Print every one of the records below line for line, changing nothing.

───── DATA RECORDS ─────

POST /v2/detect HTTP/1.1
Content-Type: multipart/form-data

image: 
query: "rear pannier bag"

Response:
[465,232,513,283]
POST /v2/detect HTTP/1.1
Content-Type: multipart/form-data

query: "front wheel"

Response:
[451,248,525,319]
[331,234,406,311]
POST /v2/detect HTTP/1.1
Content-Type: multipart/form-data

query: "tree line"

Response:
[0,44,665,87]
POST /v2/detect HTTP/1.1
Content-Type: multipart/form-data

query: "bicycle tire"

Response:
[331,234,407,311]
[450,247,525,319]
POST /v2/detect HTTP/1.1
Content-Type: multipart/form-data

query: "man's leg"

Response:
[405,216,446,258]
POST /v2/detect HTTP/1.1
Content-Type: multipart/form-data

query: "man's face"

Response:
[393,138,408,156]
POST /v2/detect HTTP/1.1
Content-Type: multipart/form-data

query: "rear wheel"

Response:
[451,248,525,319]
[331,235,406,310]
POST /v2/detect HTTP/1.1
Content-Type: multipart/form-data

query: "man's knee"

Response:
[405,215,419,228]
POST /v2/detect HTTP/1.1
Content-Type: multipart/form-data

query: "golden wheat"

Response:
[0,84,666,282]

─────

> THE RESULT
POST /v2/detect HTTP/1.1
Content-Type: multipart/form-data

image: 
query: "rear pannier bag"

Response:
[465,232,513,283]
POST /v2/detect HTTP/1.1
Content-Type: multipart/form-data

query: "front wheel"

Response:
[451,248,525,319]
[331,234,406,311]
POST /v2/detect HTTP/1.1
Content-Type: multipart/form-data

query: "tree line"

Response:
[0,44,665,87]
POST /v2/detect HTTP/1.1
Content-Type: multipart/form-data

query: "bicycle tire"

Response:
[331,234,407,311]
[450,247,525,319]
POST /v2/detect HTTP/1.1
Content-Type: multipart/form-data

query: "man's leg"

Response:
[405,216,446,258]
POST /v2/detect HTTP/1.1
Content-Type: multipart/form-data

query: "man's face"

Response:
[393,138,408,156]
POST /v2/detect HTTP/1.1
Content-Type: multipart/form-data

query: "rear wheel"

Response:
[451,248,525,319]
[331,235,406,310]
POST /v2/detect HTTP/1.1
Content-Type: multipart/form-data

query: "man's knee"

Response:
[405,215,419,228]
POST /v2/detect HTTP/1.1
Content-Type: multipart/form-data

query: "golden wheat"

Response:
[0,84,666,282]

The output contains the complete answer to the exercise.